» ACTIVITY LIST:
1/ Revise the passage on economic news and financial markets, starting with "S&P/TSX Composite Index" and going on through "predict future trends.", so that "Experienced investors" takes the place of "Savvy investors".
2/ Write the next part of the passage on economic news and financial markets, picking up after its final sentence.

== SELECTED TEXT

Which can help you to Make more Informed Investment Decisions

Financial markets have shown a historical correlation to the wider economy. Although market movements are typically driven by the forces of supply and demand, this relationship is highly sensitive to current economic news.

A great example is how global markets, including Canada’s, reacted to news of the COVID-19 pandemic. At the start of the year, most markets were experiencing a boom; demand was high and prices were soaring across the board. However, as soon as news broke out about global economies being shut down due to the health crisis, panic selling took over. Some markets are yet to fully recover.

TSX Index 2020

S&P/TSX Composite Index reacting to News of  the COVID-19 Pandemic Outbreak in March | Source: tradingview.com

 

Real estate investing in Canada was also affected, albeit briefly. The spring market was slower than usual, which resulted in a brief decline in property sales. However, this was then followed by a surge in property prices due to interest rate cuts and pent up demand in the summer and fall months.

That being said, chasing the news is hardly an ideal investing strategy. Savvy investors try to anticipate an event and profit from it rather than react when the event is eventually reported by the media. Still, the effect of economic news on investor behaviour cannot be discounted, especially when dealing with leading indicators that can be used to predict future trends.

====
== SUPPLIED ENTRIES

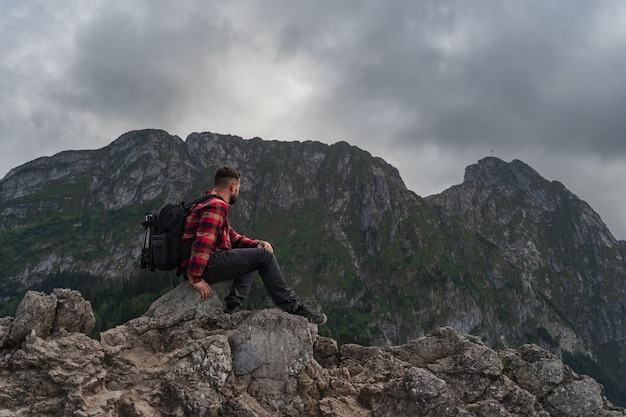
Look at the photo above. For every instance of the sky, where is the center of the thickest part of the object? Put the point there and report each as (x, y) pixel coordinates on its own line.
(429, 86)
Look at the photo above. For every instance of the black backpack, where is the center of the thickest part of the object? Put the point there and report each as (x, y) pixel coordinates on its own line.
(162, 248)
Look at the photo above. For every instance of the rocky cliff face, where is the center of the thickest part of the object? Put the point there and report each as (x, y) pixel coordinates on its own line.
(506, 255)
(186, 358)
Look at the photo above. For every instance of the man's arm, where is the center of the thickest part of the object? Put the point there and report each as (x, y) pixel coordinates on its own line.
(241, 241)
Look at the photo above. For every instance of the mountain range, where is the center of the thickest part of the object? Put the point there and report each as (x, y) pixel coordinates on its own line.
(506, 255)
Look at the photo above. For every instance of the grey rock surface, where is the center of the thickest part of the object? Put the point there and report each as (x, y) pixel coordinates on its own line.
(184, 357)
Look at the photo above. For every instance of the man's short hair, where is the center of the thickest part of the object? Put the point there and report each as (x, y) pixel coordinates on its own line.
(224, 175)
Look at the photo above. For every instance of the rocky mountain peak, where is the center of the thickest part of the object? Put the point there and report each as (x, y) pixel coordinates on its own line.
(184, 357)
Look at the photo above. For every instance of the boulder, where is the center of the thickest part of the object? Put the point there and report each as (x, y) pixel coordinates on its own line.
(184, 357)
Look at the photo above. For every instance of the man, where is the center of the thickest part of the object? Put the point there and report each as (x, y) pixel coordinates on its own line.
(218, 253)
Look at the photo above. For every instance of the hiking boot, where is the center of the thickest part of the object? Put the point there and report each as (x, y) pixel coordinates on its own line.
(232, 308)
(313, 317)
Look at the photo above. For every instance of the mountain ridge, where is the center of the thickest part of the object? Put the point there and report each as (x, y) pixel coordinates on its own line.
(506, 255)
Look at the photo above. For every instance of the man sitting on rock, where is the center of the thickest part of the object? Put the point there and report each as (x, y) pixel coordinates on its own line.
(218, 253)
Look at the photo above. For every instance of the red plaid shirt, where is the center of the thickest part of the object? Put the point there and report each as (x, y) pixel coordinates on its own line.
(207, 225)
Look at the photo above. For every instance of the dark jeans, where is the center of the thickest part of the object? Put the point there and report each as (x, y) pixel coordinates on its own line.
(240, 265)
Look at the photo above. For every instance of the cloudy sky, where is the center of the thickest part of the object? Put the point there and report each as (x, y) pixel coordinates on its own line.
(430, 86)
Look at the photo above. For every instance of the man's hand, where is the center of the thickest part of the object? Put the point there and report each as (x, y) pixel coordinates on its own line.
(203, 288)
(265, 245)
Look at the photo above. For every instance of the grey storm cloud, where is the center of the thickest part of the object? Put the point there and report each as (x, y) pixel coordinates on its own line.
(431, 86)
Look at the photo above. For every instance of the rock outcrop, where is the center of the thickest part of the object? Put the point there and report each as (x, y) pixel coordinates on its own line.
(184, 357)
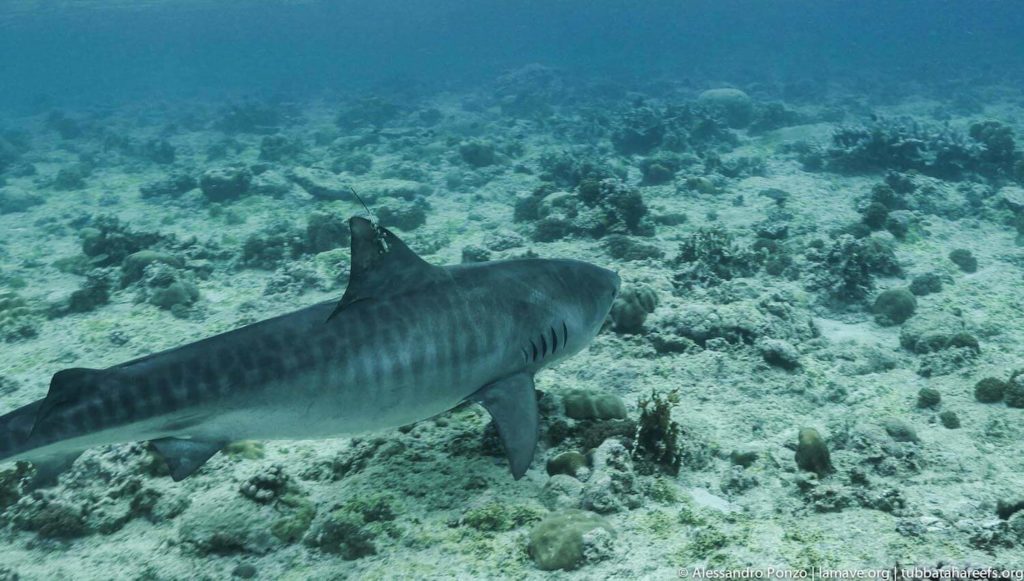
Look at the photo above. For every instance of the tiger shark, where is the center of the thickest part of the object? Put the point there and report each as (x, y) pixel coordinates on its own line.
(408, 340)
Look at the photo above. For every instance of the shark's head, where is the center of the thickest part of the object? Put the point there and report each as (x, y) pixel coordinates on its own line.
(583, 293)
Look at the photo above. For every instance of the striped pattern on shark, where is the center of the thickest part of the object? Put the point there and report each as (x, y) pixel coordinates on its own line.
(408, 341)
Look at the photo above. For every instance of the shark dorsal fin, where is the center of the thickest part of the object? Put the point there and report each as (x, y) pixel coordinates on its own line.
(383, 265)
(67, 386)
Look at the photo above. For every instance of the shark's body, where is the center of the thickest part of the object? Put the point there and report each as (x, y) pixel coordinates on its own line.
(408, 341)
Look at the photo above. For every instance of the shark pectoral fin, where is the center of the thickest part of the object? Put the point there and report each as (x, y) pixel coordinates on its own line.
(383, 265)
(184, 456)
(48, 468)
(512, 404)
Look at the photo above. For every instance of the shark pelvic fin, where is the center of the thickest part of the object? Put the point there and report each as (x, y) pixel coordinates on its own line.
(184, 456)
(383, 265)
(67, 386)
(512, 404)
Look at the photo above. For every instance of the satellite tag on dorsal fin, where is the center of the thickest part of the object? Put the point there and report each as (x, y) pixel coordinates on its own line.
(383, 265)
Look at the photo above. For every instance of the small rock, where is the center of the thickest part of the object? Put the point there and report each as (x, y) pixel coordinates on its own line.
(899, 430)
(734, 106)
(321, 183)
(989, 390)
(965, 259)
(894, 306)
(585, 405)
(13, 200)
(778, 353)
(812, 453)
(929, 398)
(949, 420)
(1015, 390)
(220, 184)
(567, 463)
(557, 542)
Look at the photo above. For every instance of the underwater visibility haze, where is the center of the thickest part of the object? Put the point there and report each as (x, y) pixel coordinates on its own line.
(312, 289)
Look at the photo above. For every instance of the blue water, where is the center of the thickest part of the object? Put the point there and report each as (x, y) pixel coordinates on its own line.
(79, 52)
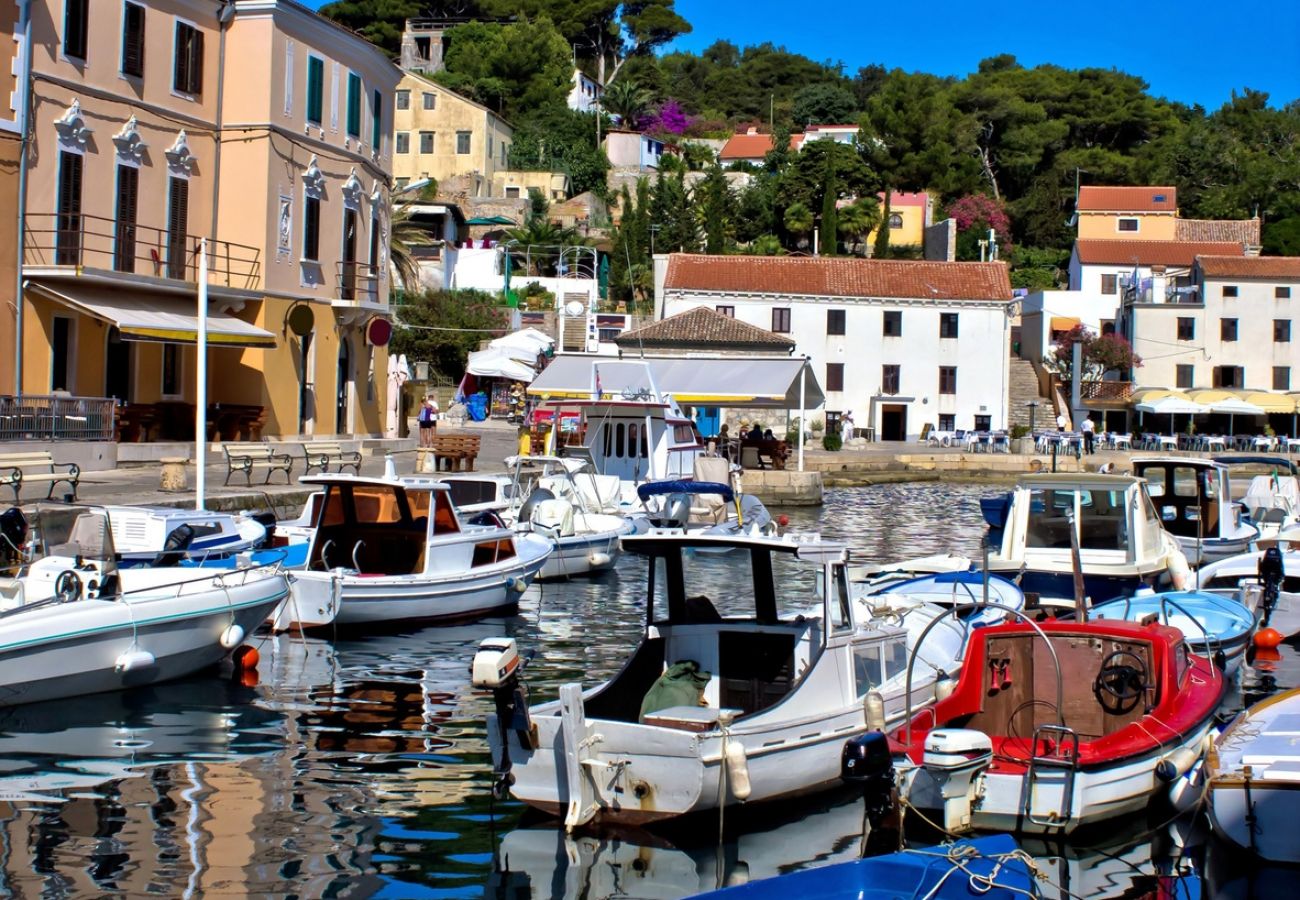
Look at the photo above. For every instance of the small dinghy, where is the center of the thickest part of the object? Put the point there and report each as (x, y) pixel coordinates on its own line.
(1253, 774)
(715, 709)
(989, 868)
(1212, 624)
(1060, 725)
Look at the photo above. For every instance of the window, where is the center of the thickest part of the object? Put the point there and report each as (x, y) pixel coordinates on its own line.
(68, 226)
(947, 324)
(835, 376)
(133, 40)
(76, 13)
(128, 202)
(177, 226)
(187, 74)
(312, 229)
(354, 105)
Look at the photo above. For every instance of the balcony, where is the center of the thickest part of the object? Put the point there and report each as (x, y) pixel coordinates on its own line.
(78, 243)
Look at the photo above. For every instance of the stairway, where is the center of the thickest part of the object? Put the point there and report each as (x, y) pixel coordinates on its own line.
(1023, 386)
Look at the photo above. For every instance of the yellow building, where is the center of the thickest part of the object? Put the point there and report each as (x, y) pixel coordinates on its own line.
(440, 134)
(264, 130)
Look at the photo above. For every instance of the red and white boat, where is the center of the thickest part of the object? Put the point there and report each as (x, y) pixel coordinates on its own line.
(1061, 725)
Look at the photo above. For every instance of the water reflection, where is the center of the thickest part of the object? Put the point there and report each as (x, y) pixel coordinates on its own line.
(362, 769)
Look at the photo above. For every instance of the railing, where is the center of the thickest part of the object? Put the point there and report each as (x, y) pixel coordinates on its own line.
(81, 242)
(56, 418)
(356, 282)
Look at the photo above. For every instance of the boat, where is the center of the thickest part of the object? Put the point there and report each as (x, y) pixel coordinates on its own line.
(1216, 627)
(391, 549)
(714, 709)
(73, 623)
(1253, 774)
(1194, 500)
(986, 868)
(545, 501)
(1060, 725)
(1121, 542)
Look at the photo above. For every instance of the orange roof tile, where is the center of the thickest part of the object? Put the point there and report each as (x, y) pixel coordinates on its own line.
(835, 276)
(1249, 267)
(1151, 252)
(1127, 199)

====

» PER-TASK ANSWERS:
1/
S&P/TSX Composite Index reacting to News of  the COVID-19 Pandemic Outbreak in March | Source: tradingview.com

 

Real estate investing in Canada was also affected, albeit briefly. The spring market was slower than usual, which resulted in a brief decline in property sales. However, this was then followed by a surge in property prices due to interest rate cuts and pent up demand in the summer and fall months.

That being said, chasing the news is hardly an ideal investing strategy. Experienced investors try to anticipate an event and profit from it rather than react when the event is eventually reported by the media. Still, the effect of economic news on investor behaviour cannot be discounted, especially when dealing with leading indicators that can be used to predict future trends.

2/
 

Economic News and Market Behaviour

Investment banking professionals and other sophisticated investors discount all future cash flows to arrive at the present value of an investment. This is done to determine if an asset is priced fairly. Therefore, they often look far into the future, as opposed to what the current headlines are saying. Nonetheless, economic news does affect market behaviour and creates knee jerk reactions in the financial markets.

Negative economic news often results in investors offloading their assets. Poorly executed fiscal policies, economic and political uncertainties, rapidly rising inflation rates, and any form of sudden unfortunate occurrences  can translate to increased selling pressure in the financial markets, effectively lowering the prices of many traded securities. 

On the other hand, positive economic news will often buoy investor confidence, which may result in  increased buying of stocks, bonds, real estate, and other alternative investments. Favourable monetary policies, lower interest rates, positive economic indicators, and even government endorsements- can translate into increased buying pressure and rising prices of assets. 

However, economic news is only one piece of the puzzle. There are many other factors that affect market prices. These include individual company fundamentals, changing demographics, technological changes, and many others.

 

When Bad News Is Good News

It’s not a hard and fast rule that negative economic news always leads to a market sell-off. Where there are losers, there are most likely also gainers waiting to mop up the excess liquidity.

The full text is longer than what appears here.